Given text:

——

What about her did you relate to?
It’s not hard to relate to Donna because I understand the urge to share everything on stage and to perform and have everyone look at you. I have that, of course. So I understand performers for the most part. I understand the peaks and valleys of her vulnerability and strength. Even though they don’t necessarily mimic my own, I get them. And the writing is very clear. It’s all there. The choices were very clear that I needed to make. It’s easy for shit to get in. I’m one of those people who watches the TV and my face changes while the things on TV change.
How long have you been doing standup?
Since I was 22. And I’m 32 now.
Have you encountered a lot of people like Donna over the course of your ten years in the business?
No. I haven’t. I’m sure that the only person I’ve ever met that is like Donna is me, but it’s hard because I’m different than her. I’m just more controlled. But the way that we do standup is the same. Just different subject matter. My standup is about the body and about horniness and sex and growing up. And I just know where my limits are. My appetites are a bit more refined than hers is.
As a standup comic, what was it like doing standup comedy as a character in a film? I imagine the experience must have been bizarre.

——

Recorded data:

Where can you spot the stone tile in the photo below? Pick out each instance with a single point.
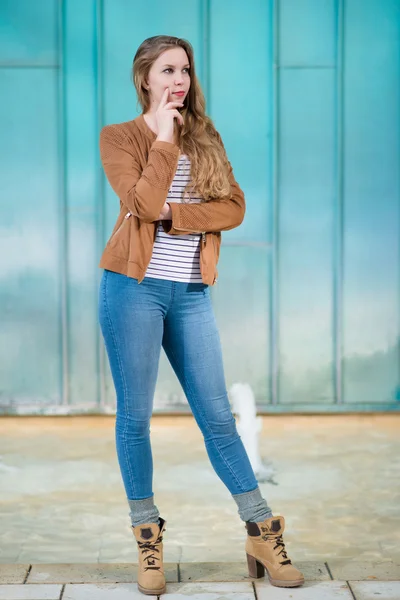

——

Repeat verbatim the portion of the interview that begins with the words "It’s not hard" and ends with "on TV change.". Work from the interview alone, without drawing on the material.

It’s not hard to relate to Donna because I understand the urge to share everything on stage and to perform and have everyone look at you. I have that, of course. So I understand performers for the most part. I understand the peaks and valleys of her vulnerability and strength. Even though they don’t necessarily mimic my own, I get them. And the writing is very clear. It’s all there. The choices were very clear that I needed to make. It’s easy for shit to get in. I’m one of those people who watches the TV and my face changes while the things on TV change.